Family history and individual risk

Previous studies have established that an individual's history of substance use disorder is associated with an increased risk for also developing opioid use disorder. However, few researchers have investigated whether family persistent opioid use influences a patient's risk of misusing or abusing opioids.

“Long-term opioid use among family members appears to be associated with persistent opioid use.”
— Calista Harbaugh, MD

Therefore, the researchers conducted a study looking at persistent opioid use among 13- to 21-year-old patients undergoing dental extractions or another common type of surgery. These patients were considered opioid-naive, meaning they had not filed a prescription for opioids in the year before the surgery. They used deidentified private insurance claims data for these patients and their family members between January 2009 and December 2016.

About 74% of the 346,000 patients included in the study were prescribed an opioid in the days immediately before or after surgery. Three to six months later, 2.4% of these patients without a family member who persistently used opioids continued to fill an opioid prescription (see chart below). That number jumped to 4.1% for patients with at least one parent with long-term opioid use.

Refill rates for patients prescribed an opioid immediately before or after surgery

In addition, adolescents and young adults with family members who persistently used opioids were more likely to be prescribed an initial opioid prescription. They were also more likely to have been previously diagnosed with chronic pain and mental health disorders.

"In this study of more than 300,000 adolescents and young adults undergoing common surgical and dental procedures across all geographic regions, having a family member with long-term opioid use was associated with a higher probability of persistent opioid use," the authors wrote. "Long-term opioid use in family members was associated with a substantial increase in initial opioid prescription fills and postoperative opioid refills, even after adjustment for patient and family member comorbidities."
━━━━━━━━
WORK INSTRUCTION: Duplicate the passage of the study on family opioid use between "Family history and" and "or abusing opioids.", inclusive.
━━━━━━━━
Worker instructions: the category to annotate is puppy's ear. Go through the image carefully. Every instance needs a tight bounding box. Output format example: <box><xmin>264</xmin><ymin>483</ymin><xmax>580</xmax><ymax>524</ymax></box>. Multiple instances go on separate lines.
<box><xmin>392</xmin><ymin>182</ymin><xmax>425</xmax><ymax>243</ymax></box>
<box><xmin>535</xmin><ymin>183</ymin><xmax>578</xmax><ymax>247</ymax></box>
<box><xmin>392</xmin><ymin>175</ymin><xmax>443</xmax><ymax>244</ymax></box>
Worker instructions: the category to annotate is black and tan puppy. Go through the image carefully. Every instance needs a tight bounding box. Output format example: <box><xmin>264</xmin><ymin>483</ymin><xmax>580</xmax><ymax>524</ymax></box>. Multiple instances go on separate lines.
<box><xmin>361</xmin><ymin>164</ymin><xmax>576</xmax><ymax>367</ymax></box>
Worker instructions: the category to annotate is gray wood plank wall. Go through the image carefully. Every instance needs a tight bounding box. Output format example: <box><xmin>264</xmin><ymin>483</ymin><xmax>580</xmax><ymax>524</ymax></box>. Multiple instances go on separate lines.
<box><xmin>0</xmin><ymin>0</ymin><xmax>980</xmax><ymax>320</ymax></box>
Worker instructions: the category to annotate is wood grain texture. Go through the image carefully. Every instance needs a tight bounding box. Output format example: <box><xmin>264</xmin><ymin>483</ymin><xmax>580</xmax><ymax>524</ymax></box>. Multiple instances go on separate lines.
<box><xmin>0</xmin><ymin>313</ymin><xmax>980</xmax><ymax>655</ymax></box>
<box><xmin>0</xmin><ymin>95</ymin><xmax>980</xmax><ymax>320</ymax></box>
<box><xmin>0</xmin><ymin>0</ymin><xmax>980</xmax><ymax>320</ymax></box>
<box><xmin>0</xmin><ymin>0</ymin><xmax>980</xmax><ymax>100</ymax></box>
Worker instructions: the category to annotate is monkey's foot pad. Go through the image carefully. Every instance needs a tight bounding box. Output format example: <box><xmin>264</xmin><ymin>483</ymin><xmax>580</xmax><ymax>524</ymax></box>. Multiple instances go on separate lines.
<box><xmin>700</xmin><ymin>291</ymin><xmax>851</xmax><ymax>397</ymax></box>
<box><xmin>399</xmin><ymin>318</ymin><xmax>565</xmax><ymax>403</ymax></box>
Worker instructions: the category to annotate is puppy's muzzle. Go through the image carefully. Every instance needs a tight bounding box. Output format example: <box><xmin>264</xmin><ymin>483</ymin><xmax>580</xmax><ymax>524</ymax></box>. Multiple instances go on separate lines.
━━━━━━━━
RESULT FOR THIS EXERCISE:
Family history and individual risk

Previous studies have established that an individual's history of substance use disorder is associated with an increased risk for also developing opioid use disorder. However, few researchers have investigated whether family persistent opioid use influences a patient's risk of misusing or abusing opioids.